INSTRUCTION —
Which rows in the two blocks below contain the string "pixel"? Copy each of them in full, treating the match as case-sensitive.

########################################

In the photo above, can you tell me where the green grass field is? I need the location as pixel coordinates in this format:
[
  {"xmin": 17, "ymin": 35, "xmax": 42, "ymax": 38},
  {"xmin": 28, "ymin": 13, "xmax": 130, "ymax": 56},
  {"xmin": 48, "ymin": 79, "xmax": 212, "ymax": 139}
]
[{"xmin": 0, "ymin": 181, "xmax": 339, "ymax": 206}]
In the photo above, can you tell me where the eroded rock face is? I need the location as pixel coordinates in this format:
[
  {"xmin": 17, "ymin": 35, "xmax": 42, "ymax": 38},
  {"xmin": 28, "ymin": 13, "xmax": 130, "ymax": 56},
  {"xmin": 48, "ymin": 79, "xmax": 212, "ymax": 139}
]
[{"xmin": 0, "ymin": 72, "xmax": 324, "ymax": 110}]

########################################

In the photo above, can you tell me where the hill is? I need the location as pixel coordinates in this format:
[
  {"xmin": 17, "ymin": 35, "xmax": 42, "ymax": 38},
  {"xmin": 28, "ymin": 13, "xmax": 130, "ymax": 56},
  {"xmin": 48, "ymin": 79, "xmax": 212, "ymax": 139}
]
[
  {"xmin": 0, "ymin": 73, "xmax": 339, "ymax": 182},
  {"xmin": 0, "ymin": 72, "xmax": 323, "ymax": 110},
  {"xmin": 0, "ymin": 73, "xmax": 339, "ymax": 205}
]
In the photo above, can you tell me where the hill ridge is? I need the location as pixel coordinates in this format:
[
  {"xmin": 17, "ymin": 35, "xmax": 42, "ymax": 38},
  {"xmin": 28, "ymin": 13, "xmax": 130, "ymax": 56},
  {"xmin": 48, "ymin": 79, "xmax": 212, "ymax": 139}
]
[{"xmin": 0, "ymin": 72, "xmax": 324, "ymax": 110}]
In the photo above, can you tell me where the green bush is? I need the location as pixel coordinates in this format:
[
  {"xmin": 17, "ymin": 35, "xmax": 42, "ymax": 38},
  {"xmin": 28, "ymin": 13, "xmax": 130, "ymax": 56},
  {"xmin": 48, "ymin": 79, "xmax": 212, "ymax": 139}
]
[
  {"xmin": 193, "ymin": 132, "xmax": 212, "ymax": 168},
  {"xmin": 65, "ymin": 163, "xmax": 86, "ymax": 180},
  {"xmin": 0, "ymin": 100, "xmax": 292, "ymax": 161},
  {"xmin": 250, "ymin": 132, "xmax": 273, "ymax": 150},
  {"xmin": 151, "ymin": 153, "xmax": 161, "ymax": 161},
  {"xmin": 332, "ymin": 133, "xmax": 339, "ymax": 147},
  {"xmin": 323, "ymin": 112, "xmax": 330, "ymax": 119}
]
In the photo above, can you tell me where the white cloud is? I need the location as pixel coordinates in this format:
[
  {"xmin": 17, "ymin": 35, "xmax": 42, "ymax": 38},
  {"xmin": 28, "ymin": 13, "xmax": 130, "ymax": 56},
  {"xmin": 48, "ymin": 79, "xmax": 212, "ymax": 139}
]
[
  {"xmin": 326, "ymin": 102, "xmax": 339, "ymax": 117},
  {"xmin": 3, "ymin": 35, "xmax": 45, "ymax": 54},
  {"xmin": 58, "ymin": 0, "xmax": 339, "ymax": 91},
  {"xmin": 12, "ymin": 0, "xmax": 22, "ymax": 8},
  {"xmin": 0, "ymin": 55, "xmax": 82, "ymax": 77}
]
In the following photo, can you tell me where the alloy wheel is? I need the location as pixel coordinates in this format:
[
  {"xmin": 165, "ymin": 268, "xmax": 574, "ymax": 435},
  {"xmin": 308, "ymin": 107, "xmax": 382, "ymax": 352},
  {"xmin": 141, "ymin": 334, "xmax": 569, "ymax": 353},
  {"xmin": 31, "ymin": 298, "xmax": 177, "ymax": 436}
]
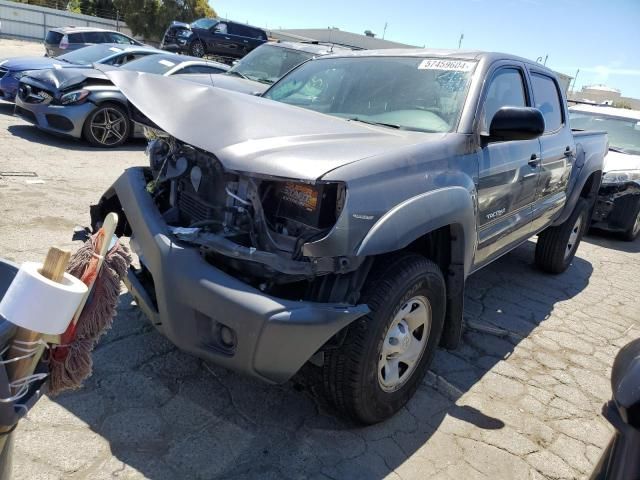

########################################

CORRECT RESULT —
In the photo above, can you tell me where the green grass field is? I need the location as pixel coordinates in this format:
In the photo above, can you tell me where the eroded rock face is? I need the location as pixel coordinates in this format:
In the photo above, can you tell me where the hill is? I need the location as pixel coordinates in this format:
In the photo above, can you tell me where the hill ridge is? I need the location as pixel coordinates in this format:
In the photo above, can you tell me where the green bush is? I need the location as pixel coordinates in this format:
In the photo above, can you tell me where the white cloud is? I need the location as pixel coordinates in this format:
In the following photo, can you tell me where the alloy wheel is? I need the location as pixel coordinates in this format:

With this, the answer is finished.